Given task
Copy all the entries below exactly, but not the pictures.

####################

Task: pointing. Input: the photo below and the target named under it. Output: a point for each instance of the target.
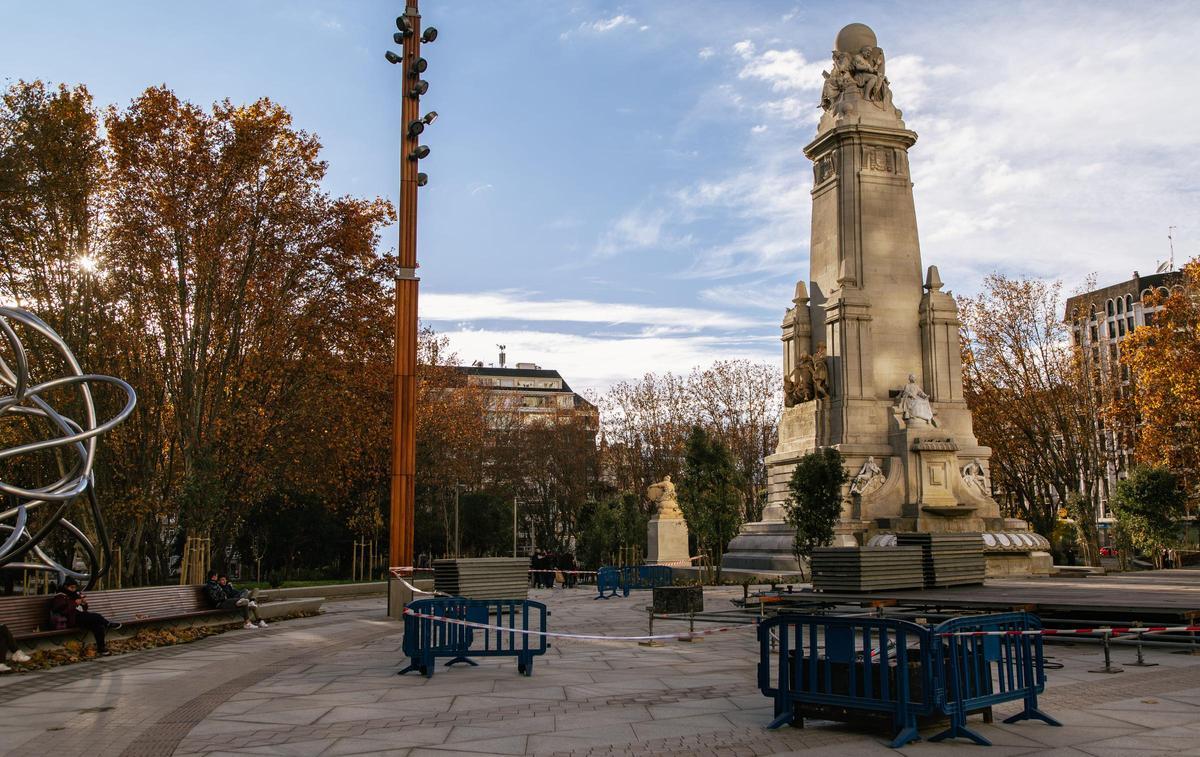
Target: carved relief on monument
(857, 76)
(880, 158)
(913, 403)
(825, 167)
(976, 478)
(809, 379)
(869, 479)
(663, 494)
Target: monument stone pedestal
(765, 546)
(871, 356)
(666, 541)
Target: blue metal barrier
(837, 668)
(607, 582)
(433, 636)
(844, 668)
(625, 580)
(982, 671)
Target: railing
(846, 668)
(870, 665)
(429, 635)
(988, 660)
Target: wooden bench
(29, 617)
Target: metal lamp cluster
(419, 86)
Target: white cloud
(637, 229)
(521, 306)
(609, 24)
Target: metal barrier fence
(433, 629)
(846, 668)
(612, 580)
(1001, 664)
(832, 665)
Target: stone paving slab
(327, 686)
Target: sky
(621, 187)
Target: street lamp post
(403, 449)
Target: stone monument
(871, 358)
(666, 535)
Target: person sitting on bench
(215, 590)
(69, 610)
(244, 600)
(9, 644)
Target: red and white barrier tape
(583, 636)
(565, 572)
(1144, 629)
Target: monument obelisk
(871, 347)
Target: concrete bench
(29, 617)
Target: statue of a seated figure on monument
(919, 466)
(666, 535)
(915, 403)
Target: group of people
(223, 595)
(69, 610)
(546, 568)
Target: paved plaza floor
(328, 686)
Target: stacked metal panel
(483, 578)
(948, 559)
(867, 569)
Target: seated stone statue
(915, 402)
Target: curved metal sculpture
(75, 443)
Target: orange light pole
(403, 445)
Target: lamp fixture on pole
(403, 443)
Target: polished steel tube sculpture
(72, 439)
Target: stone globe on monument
(871, 359)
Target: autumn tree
(1164, 360)
(647, 424)
(1032, 401)
(711, 493)
(193, 253)
(1149, 504)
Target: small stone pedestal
(678, 600)
(666, 541)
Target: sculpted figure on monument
(870, 478)
(820, 373)
(798, 386)
(915, 402)
(837, 80)
(857, 74)
(867, 67)
(975, 476)
(663, 494)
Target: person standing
(69, 607)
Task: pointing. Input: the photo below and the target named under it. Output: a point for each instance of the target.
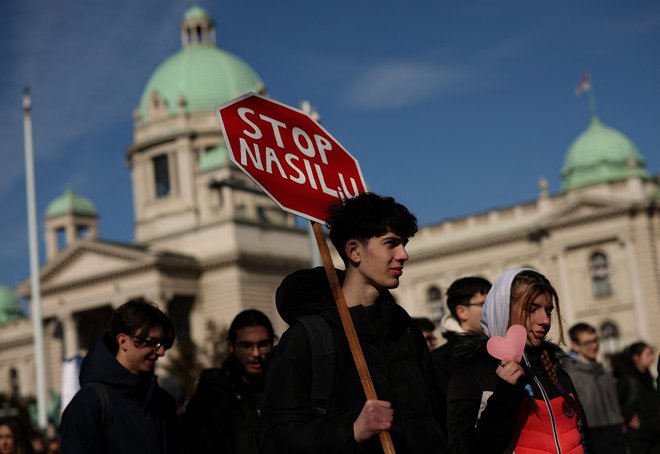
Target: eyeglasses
(263, 346)
(153, 343)
(593, 341)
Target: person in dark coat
(120, 409)
(465, 298)
(222, 416)
(522, 405)
(597, 389)
(637, 398)
(370, 233)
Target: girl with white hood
(527, 405)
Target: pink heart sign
(510, 346)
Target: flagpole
(35, 306)
(592, 96)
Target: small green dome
(601, 154)
(10, 307)
(70, 203)
(196, 12)
(200, 73)
(214, 158)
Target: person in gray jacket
(596, 388)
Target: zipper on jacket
(546, 399)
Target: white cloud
(396, 85)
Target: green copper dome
(214, 158)
(200, 74)
(70, 203)
(10, 307)
(601, 154)
(196, 12)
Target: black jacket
(442, 359)
(637, 397)
(398, 361)
(474, 380)
(222, 416)
(141, 416)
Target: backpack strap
(323, 360)
(106, 416)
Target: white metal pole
(35, 306)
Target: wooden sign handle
(349, 329)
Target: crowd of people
(307, 395)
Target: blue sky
(451, 107)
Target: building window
(60, 238)
(600, 274)
(82, 231)
(162, 176)
(610, 342)
(434, 302)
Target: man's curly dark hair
(365, 216)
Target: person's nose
(402, 254)
(544, 318)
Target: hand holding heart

####################

Reply
Task: pointing. Input: the photo below and the target named under it. Output: a point for each instance of the target.
Target: carved relief on monument
(857, 76)
(880, 158)
(913, 403)
(825, 167)
(976, 478)
(809, 379)
(869, 479)
(663, 494)
Target: monument stone pedestal
(765, 546)
(871, 356)
(666, 541)
Target: blue metal barrier
(837, 668)
(607, 582)
(433, 636)
(844, 668)
(625, 580)
(982, 671)
Target: railing
(846, 668)
(870, 665)
(429, 635)
(988, 660)
Target: wooden bench
(29, 617)
Target: metal lamp cluster
(419, 86)
Target: white cloud
(637, 229)
(521, 306)
(609, 24)
Target: metal barrier fence
(433, 629)
(846, 668)
(612, 580)
(1001, 664)
(832, 665)
Target: stone paving slab
(327, 686)
Target: sky
(621, 187)
Target: street lamp post
(403, 449)
Target: stone monument
(871, 358)
(666, 535)
Target: person sitting on bench
(215, 590)
(69, 610)
(244, 600)
(9, 644)
Target: red and white barrier tape
(583, 636)
(565, 572)
(1144, 629)
Target: monument obelisk
(871, 347)
Target: concrete bench
(29, 617)
Target: statue of a seated figure on monument
(919, 466)
(666, 535)
(915, 403)
Target: group of people
(223, 595)
(69, 610)
(546, 568)
Target: paved plaza floor
(328, 686)
Target: stacked metal panel
(483, 578)
(948, 559)
(867, 569)
Target: seated stone statue
(915, 402)
Target: curved metal sculpture
(75, 443)
Target: orange light pole
(403, 445)
Target: lamp fixture on pole
(403, 443)
Target: polished steel tube sculpture
(72, 439)
Target: stone globe on monument
(871, 359)
Target: autumn tree
(1164, 360)
(647, 424)
(1032, 401)
(711, 493)
(193, 253)
(1149, 504)
Target: small stone pedestal
(678, 600)
(666, 541)
Target: sculpted figure on monument
(870, 478)
(820, 373)
(798, 386)
(915, 402)
(837, 80)
(857, 74)
(867, 67)
(975, 476)
(663, 494)
Target: person standing
(69, 607)
Task: pointing. Input: the photo below and the target named under it. Output: a point for each instance of the target.
Target: eyeglasses
(263, 346)
(153, 343)
(593, 341)
Target: person in dark coat
(120, 409)
(465, 298)
(222, 416)
(522, 405)
(597, 389)
(637, 398)
(370, 233)
Target: girl with white hood
(527, 405)
Target: pink heart sign
(510, 346)
Target: flagpole
(35, 306)
(592, 96)
Target: small green dome
(601, 154)
(10, 307)
(70, 203)
(196, 12)
(200, 73)
(214, 158)
Target: person in gray jacket
(596, 388)
Target: zipper on jacket
(546, 399)
Target: white cloud
(396, 85)
Target: green copper dome
(214, 158)
(200, 74)
(70, 203)
(10, 307)
(601, 154)
(196, 12)
Target: black jacket
(442, 359)
(637, 397)
(398, 361)
(474, 380)
(222, 416)
(141, 416)
Target: backpack strap
(323, 360)
(106, 416)
Target: white metal pole
(35, 306)
Target: wooden sign handle
(349, 329)
Target: crowd of people
(307, 395)
Target: blue sky
(451, 107)
Target: building window
(60, 238)
(600, 274)
(82, 231)
(162, 176)
(610, 342)
(434, 302)
Target: man's curly dark hair
(365, 216)
Target: person's nose
(402, 254)
(544, 318)
Target: hand holding heart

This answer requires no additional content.